[EXERCISE OBJECTIVE]
Below is a block of entries, which should be copied verbatim apart from the pictures.

[RECORD EXCERPTS]
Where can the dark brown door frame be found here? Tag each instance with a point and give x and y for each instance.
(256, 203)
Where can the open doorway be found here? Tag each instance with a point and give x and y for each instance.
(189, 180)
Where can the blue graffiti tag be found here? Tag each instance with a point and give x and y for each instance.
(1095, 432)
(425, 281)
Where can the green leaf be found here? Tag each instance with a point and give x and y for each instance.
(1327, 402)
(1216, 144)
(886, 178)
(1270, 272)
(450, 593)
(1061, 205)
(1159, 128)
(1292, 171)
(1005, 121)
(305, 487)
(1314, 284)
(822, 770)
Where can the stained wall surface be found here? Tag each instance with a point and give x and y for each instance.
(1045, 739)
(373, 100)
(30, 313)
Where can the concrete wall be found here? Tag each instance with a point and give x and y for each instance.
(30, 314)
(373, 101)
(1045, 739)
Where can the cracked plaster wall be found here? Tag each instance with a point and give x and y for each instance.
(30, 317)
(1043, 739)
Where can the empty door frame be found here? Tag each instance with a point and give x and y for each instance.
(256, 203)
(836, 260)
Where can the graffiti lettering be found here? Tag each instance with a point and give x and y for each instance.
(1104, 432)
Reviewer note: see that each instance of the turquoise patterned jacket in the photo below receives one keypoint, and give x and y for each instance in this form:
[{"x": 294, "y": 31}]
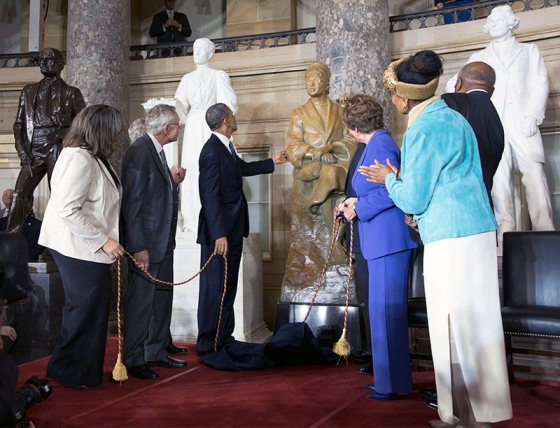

[RESPONSE BOX]
Where can the dark brown door frame be found here? Tag each instance with a point and give x and y for each instance.
(256, 203)
Where can the open doorway be found here? Tag each instance with a point and give x and y for each instance.
(189, 180)
Where can the blue graffiti tag be found here? Tag each instance with a point and give x and y for each instance.
(1095, 432)
(425, 281)
Where can the green leaf be found here? Tag each instance with a point and give x and y for each instance.
(1327, 402)
(1216, 144)
(886, 178)
(1270, 272)
(450, 593)
(1061, 205)
(1159, 128)
(1292, 171)
(1005, 121)
(305, 487)
(1314, 284)
(822, 770)
Where can the stained wall surface be found here? Tag each instance with a point and give x and y for each instance.
(1045, 739)
(373, 100)
(30, 313)
Where can the concrete wall be found here? Tag each instance with a point and give x and y for each instance.
(30, 314)
(373, 101)
(1045, 739)
Where can the cracked plaster wall be found here? Tag each instance with a point and give x and y for each instance.
(30, 317)
(1043, 739)
Where can the empty door frame be found here? Tag each instance with a point and give x and y for each instance.
(256, 203)
(836, 260)
Where can the graffiti lettering be found here? Tag each instance with a point and give x and y for each instance.
(1104, 432)
Reviewer note: see that each instance of the turquoise patterned jacket in the photo below receives one keypoint, and give x and y for each instance in this form:
[{"x": 294, "y": 31}]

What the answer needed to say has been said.